## Task
Identify and pull out each line of the entries in which "yellow" occurs.

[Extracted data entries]

----------

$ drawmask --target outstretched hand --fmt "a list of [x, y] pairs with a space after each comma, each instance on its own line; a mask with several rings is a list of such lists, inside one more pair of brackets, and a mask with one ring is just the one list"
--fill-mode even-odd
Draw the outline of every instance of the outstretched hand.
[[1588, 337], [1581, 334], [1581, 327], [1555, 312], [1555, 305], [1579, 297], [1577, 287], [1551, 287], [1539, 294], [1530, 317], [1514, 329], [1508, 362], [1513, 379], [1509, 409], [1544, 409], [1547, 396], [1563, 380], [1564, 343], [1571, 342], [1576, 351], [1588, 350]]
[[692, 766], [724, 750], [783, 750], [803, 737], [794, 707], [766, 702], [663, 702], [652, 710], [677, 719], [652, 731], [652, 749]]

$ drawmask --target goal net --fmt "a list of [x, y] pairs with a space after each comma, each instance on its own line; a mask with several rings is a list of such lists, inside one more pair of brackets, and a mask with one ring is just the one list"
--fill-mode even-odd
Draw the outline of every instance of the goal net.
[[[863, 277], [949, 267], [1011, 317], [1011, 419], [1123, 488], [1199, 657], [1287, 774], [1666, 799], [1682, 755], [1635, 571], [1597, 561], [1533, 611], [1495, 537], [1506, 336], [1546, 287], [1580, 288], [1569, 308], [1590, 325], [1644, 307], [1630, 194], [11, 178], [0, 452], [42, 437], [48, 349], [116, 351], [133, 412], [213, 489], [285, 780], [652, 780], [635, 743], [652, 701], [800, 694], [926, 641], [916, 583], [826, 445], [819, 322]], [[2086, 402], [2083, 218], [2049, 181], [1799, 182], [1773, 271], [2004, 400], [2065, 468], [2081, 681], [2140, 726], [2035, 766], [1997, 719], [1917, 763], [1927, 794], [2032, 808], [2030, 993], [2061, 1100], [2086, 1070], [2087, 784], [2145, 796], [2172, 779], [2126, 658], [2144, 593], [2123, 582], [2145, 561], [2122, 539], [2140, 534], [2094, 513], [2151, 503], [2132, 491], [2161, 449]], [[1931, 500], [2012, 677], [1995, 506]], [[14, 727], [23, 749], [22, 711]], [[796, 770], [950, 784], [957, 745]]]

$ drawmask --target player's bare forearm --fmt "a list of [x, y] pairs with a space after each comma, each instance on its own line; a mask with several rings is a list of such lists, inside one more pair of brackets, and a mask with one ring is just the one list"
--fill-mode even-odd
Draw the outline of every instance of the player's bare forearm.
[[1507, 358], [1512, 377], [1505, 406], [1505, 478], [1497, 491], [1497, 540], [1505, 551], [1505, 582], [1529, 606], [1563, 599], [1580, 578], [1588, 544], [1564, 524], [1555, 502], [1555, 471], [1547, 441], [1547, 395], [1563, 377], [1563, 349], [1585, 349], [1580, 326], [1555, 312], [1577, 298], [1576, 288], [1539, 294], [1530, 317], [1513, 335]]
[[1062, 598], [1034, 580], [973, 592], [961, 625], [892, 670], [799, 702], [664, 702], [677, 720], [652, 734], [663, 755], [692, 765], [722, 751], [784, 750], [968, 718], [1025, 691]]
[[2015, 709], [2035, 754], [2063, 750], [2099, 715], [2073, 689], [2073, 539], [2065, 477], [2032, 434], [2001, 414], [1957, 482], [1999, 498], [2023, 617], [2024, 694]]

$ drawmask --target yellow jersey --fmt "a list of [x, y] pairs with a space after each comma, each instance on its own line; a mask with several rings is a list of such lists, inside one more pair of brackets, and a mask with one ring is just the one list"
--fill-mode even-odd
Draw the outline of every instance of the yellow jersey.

----------

## Exercise response
$ drawmask --target yellow jersey --fmt "a list of [x, y] pairs with a space after each comma, each instance on its own line; a mask with several rings is a list of such lists, inside one more pair of brackets, and a mask with one ring is just the one list"
Draw the outline of every instance of the yellow jersey.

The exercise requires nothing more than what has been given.